[Text-to-region grounding data]
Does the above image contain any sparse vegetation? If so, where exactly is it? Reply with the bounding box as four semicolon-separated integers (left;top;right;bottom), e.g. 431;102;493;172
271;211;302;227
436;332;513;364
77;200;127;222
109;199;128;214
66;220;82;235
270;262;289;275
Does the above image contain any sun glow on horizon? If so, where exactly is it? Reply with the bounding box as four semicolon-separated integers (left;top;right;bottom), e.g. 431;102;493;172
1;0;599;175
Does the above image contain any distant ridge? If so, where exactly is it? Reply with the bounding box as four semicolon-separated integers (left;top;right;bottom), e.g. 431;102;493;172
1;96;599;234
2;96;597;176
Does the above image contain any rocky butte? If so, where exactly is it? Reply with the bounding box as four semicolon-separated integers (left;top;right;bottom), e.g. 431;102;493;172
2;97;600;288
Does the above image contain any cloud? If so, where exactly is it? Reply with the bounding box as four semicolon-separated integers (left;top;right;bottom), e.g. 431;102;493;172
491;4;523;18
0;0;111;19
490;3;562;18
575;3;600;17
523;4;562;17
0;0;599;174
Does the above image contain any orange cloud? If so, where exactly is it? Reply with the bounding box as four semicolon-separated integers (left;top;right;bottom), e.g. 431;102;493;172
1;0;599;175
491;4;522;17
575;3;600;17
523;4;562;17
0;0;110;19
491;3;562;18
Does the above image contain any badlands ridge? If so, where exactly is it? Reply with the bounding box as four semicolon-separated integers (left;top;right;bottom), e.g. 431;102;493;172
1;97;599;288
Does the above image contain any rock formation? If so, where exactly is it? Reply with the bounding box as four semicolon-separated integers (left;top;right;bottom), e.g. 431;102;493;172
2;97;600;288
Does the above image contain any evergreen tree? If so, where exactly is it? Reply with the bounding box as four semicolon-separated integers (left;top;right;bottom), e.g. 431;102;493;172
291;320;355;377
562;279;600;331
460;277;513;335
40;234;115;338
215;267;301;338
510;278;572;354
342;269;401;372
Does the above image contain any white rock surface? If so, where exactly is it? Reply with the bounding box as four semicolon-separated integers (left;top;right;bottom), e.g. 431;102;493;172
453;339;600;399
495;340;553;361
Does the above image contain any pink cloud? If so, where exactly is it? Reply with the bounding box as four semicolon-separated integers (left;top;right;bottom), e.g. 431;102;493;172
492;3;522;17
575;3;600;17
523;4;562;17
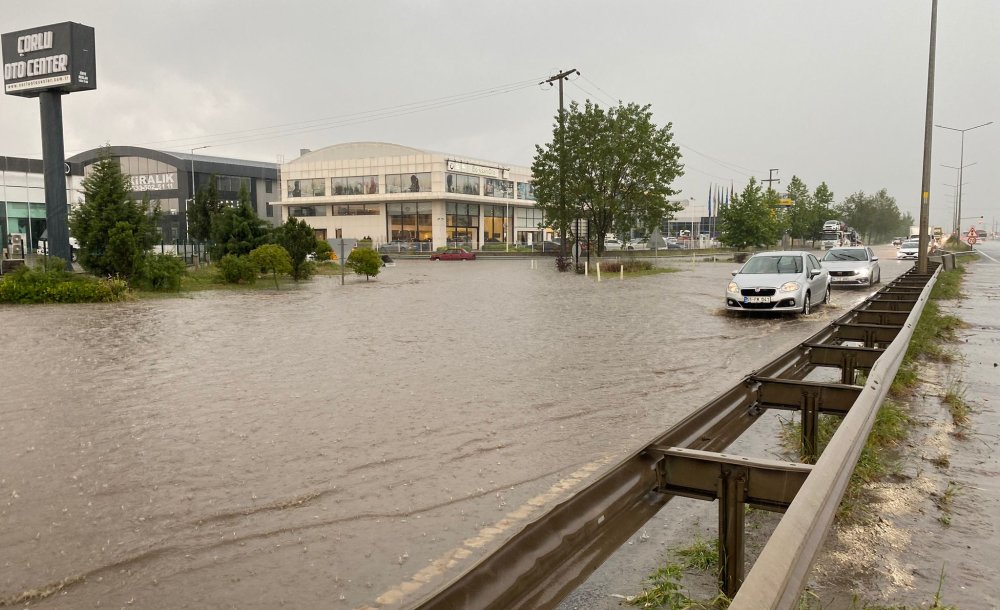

» **Problem details**: If an entry holds a picture, skip the picture and print the rest of the data exactly.

» **Your solution**:
Does the above image contain any sparse vegetation? If so, where exactly is it? Reply with the bounding box as four semicolon-separated integers (left;top;right;bottom), e.g. 431;102;493;172
271;211;302;227
436;332;513;364
77;200;127;222
109;199;128;214
66;220;82;235
270;262;289;275
Does the above image contain any sun glow on horizon? If so, where exactly is it? Reply with the bounding box as four semicolon-separated integers (left;top;right;bottom), e.g. 431;102;493;172
1;0;599;175
Does the above image contain any distant ridge? If so, where exactly is it? Reply with the bounding box as four semicolon-separated integers (left;top;right;bottom), e.g. 431;102;493;172
1;96;599;234
2;96;597;176
Does the above image contain any rocky butte? If so, where exactly is it? Reply with the bounding box as four semicolon-separated integers (left;top;right;bottom), e.g. 431;102;493;172
2;97;600;288
Does the above image contain any cloud? If so, where exactly is it? Reply with the bounding box as four semicolon-separated integers (left;top;right;bottom), e.g. 431;102;493;172
491;4;523;18
0;0;111;19
490;3;562;18
575;3;600;17
523;4;562;17
0;0;599;174
Does the above image contain any orange cloud? If so, where exactly is it? Reply with the bounding box as four semicolon-separated integers (left;top;right;bottom), e.g. 431;102;493;172
1;0;599;175
491;4;522;17
575;3;600;17
523;4;562;17
0;0;110;19
491;3;562;18
Does the above image contain any badlands ridge? If so, where exactly is it? Reply with the bounding box as four semicolon-separated integers (left;top;right;bottom), e.g. 431;102;493;172
1;97;599;288
Does the above image contain any rock formation? If so, where exactly is it? Reply with the bounding box as four semicolon-separated integers (left;top;right;bottom), e.g. 431;102;493;172
2;97;600;288
Does the above image contain any evergreen tree? If so, where exactly is it? Reply with the bounding box as four semicolon-separated integers (left;top;right;bottom), e.g. 431;102;493;172
291;320;355;377
562;279;600;331
460;277;513;335
40;234;115;338
215;267;301;338
510;278;572;354
342;269;401;372
Does the above image contain any white rock surface? If so, where exactly is it? Reply with the bounding box as four semicolon-separated integers (left;top;right;bottom), e.g. 431;102;493;172
453;339;600;399
495;340;553;361
Does the above image contain any pink cloud? If so, where exactly is it? Reply with the bounding box as four semicolon-separated integers (left;top;right;bottom), e.g. 431;102;493;172
492;3;522;17
575;3;600;17
523;4;562;17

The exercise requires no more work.